**TASKS TO CARRY OUT:**
**A)** Translate this sentence from the passage about Hermann's plant collections into Spanish: "After Hermann returned from Ceylon, he became director of the Leiden Botanical Gardens."
**B)** From the passage about Hermann's plant collections, reproduce the stretch that begins at the words "van Andel, T. R., Mazumdar, J., Barth, E." and stops after "Blumea, 63, 11-19.".

Some specimens are at Oxford.  The British botanist William Sherard had studied at Padua with Hermann and later worked at Oxford.  He wrote a catalog of the Ceylonese plants after Hermann’s death.  Called Musaeum Zeylanicum, it was published in 1717.  Another set of specimens is at the Institut de France and was consulted by Johannes Burman for his Thesaurus Zeylanicus of 1736.  There is also an extensive collection of Hermann Ceylonese material in Leiden, but since it wasn’t consulted by Linnaeus it has attracted less attention.  However, a new study suggests that among the specimens there are four that were collected not by Hermann, but by Georg Eberhard Rumpf (1627-1702), more commonly known as Rumphius.  He spent almost 50 years on the island of Ambon in the Moluccas, now part of Indonesia.  Until now, no Rumphius specimens have been identified, but the authors of this paper argue that these four plants don’t grow in Ceylon, and that they have notations in Hermann’s handwriting referring to either Rumphius or Ambon (van Andel, et al, 2018).  That the collection dates overlap Rumphius’s in the area strengthens the argument and suggests even more travel for some of Hermann’s specimens.

Also in Leiden is another volume owned by Hermann, but with plants that weren’t collected by him.  They are from another area of Dutch interest in the 17th century, Suriname in northern South America.  They are attributed to Hendrik Meyer who was in the area and had a serious interest in plants and ethnobotany (van Andel et al., 2012).  They were collected around 1687 and have now been digitized so they can be viewed online.  After Hermann returned from Ceylon, he became director of the Leiden Botanical Gardens.  One of its most important patrons was Hieronymus Beverningk to whom the Suriname herbarium was later given.  So this group of plants has done much less traveling than some in this story.  As with many collections, Hermann’s are not totally that of one person, and even more so, their survival depended upon numerous individuals: Danes, British, Dutch, and French.  The many collections in which Hermann material can be found speaks strongly to the need for digitizing specimens so they can be accessed without extensive travel, and also for integrating digital collections from different institutions so related material can be accessed through one portal.  This is the present focus of interest by curators in many museums who have spent years getting collections on line (Soltis et al., 2018).  Now is the time to figure out how to get collections in different institutions, different countries, and even different continents to interact “seamlessly” with each other—no easy task.  Further examples of the challenge will come up in the following posts in this series on plants and explorers.

References

Latour, B. (1987). Science in Action. Cambridge, MA: Harvard University Press.

van Andel, T. R., Mazumdar, J., Barth, E. N. T., & Veldkamp, J. F. (2018). Possible Rumphius specimens detected in Paul Hermanns Ceylon herbarium (1672-1679) in Leiden, The Netherlands. Blumea, 63, 11-19.

van Andel, T., Veldman, S., Maas, P., Thijsse, G., & Eurlings, M. (2012). The forgotten Hermann Herbarium: A 17th century collection of useful plants from Suriname. Taxon, 61(6), 1296–1304.

Data extracted from a collection
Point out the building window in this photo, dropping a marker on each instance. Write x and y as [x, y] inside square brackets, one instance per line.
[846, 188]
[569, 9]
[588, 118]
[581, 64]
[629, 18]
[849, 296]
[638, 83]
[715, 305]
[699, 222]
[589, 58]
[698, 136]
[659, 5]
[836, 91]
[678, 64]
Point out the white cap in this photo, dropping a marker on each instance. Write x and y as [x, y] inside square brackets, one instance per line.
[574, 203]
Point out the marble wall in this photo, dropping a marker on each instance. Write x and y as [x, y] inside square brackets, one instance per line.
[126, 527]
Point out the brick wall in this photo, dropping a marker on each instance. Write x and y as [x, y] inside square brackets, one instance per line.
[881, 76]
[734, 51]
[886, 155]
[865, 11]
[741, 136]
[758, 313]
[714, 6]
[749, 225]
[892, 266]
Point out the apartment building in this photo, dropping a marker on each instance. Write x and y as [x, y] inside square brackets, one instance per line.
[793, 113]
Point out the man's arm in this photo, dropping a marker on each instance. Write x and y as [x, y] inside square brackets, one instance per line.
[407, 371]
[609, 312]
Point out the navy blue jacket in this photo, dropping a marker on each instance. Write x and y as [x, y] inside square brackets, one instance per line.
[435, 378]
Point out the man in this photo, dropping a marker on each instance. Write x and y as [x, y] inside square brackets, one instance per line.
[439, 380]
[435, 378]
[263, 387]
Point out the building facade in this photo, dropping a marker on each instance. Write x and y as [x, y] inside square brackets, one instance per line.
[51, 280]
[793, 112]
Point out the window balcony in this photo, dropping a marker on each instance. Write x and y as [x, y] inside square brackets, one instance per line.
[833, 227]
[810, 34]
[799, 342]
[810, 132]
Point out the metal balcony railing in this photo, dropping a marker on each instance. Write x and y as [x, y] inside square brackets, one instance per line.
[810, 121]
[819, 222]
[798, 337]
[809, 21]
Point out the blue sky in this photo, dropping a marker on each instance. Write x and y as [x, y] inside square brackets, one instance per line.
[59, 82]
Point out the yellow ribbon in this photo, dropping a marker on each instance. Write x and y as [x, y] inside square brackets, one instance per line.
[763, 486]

**ANSWERS TO THE PROBLEMS:**
**A)** Después de que Hermann regresara de Ceilán, se convirtió en director de los Jardines Botánicos de Leiden.

**B)**
van Andel, T. R., Mazumdar, J., Barth, E. N. T., & Veldkamp, J. F. (2018). Possible Rumphius specimens detected in Paul Hermanns Ceylon herbarium (1672-1679) in Leiden, The Netherlands. Blumea, 63, 11-19.